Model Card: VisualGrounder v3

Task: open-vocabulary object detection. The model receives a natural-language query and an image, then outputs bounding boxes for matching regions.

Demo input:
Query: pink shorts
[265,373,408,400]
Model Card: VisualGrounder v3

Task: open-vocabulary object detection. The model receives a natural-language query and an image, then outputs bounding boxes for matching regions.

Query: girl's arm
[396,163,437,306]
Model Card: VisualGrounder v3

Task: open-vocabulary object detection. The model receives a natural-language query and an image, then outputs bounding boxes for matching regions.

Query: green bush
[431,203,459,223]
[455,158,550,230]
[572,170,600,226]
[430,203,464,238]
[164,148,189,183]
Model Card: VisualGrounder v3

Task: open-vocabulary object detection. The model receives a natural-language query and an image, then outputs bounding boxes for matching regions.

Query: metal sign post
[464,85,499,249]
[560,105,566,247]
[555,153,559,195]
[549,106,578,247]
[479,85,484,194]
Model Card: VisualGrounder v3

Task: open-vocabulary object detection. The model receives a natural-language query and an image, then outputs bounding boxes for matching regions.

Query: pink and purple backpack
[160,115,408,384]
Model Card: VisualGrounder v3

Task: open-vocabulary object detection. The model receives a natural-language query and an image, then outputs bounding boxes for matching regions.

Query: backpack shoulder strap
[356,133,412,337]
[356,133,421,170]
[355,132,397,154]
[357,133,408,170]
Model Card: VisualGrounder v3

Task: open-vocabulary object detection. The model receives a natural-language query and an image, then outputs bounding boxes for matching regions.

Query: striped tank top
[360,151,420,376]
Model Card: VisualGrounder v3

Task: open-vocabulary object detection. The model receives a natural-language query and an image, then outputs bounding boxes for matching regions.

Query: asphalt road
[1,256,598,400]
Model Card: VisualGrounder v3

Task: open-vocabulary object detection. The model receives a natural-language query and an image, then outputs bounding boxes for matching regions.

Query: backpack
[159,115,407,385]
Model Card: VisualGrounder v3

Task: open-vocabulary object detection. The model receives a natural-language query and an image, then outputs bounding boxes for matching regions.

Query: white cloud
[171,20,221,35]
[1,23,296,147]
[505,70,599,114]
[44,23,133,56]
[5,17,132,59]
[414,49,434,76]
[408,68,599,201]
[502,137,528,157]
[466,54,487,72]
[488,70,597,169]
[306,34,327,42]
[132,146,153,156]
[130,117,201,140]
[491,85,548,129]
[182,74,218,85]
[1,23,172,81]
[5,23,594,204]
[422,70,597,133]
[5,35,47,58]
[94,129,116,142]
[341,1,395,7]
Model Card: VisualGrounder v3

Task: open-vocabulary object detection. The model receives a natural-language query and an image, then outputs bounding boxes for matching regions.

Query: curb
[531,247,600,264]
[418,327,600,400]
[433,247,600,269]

------------------------

| WHAT YOU WILL DO |
A faithful transcription of all the material is what this exercise calls for.

| TASK SOLUTION |
Model Card: VisualGrounder v3

Task: open-vocabulary object detection. The model receives a natural-language query and an image, then outputs bounding boxes for matching regions.

Demo input:
Query: pink shorts
[265,373,408,400]
Model Card: VisualGrounder v3

Task: open-vocabulary object detection. The model receives a natural-language query and an image, then outputs bounding boxes for matching regions.

Query: girl's arm
[396,163,437,306]
Model Card: VisualGrounder v3

Task: open-vocabulary object detection. The model receives a natural-language query and an image, then outputs bounding boxes for matching regions.

Query: green bush
[431,203,459,223]
[455,158,550,230]
[572,170,600,226]
[430,203,464,238]
[164,148,189,183]
Model Card: VisualGrounder v3

Task: open-vocabulary object detection. The model receives a natural-language query and an image, then outputs bounding boxes for matching regions.

Query: metal sign post
[464,85,499,249]
[560,105,566,247]
[555,153,559,195]
[549,106,578,247]
[479,85,484,194]
Model Card: VisualGrounder v3

Task: open-vocabulary object detection. The model receives a natural-language query and an image, then outputs bounding boxes for matching regions.

Query: pink and purple backpack
[160,115,408,384]
Model Card: VisualGrounder v3

Task: open-vocabulary object detection. The model receives a natural-language query and an image, then outputs bounding boxes for matching regions.

Query: backpack shoulder strap
[356,133,412,337]
[356,133,421,170]
[355,132,397,154]
[357,133,408,170]
Model Card: VisualGrounder v3

Task: open-vocabulary object detection. The model receives a natural-language query and an image, then outputs bounding boxes for matching regions.

Query: striped tank top
[360,151,420,376]
Model Card: VisualGrounder v3

Task: open-vocabulary object detection. The model receives a natural-language query and an image, then outputs bounding boxes for matching regions.

Query: asphalt road
[1,256,598,400]
Model Card: VisualGrounder v3

Task: open-vocabulary object detection. The model receives a natural-language query and an image, then outputs bounding boxes for matching regions.

Query: backpack
[159,115,407,385]
Model Card: VisualGrounder v3

Task: open-vocabulary object detection. The model receives a natural-language query and an image, then outputs bounding boxes for matching regions.

Query: white cloud
[171,20,221,35]
[1,23,296,147]
[505,70,599,114]
[44,23,133,56]
[5,17,132,59]
[414,49,434,76]
[408,68,599,201]
[502,137,528,157]
[466,54,487,72]
[488,70,597,169]
[306,34,327,42]
[132,146,153,156]
[130,117,201,140]
[491,85,548,129]
[182,74,218,85]
[1,23,172,81]
[5,23,594,204]
[422,70,597,133]
[5,35,47,58]
[94,129,116,142]
[341,1,395,7]
Model Card: VisualGrounder v3

Task: open-vocabulary object detection. The model receives a natural-language query and an image, then outputs bounding boxes for matching regions.

Query: curb
[531,247,600,264]
[418,327,600,400]
[433,247,600,269]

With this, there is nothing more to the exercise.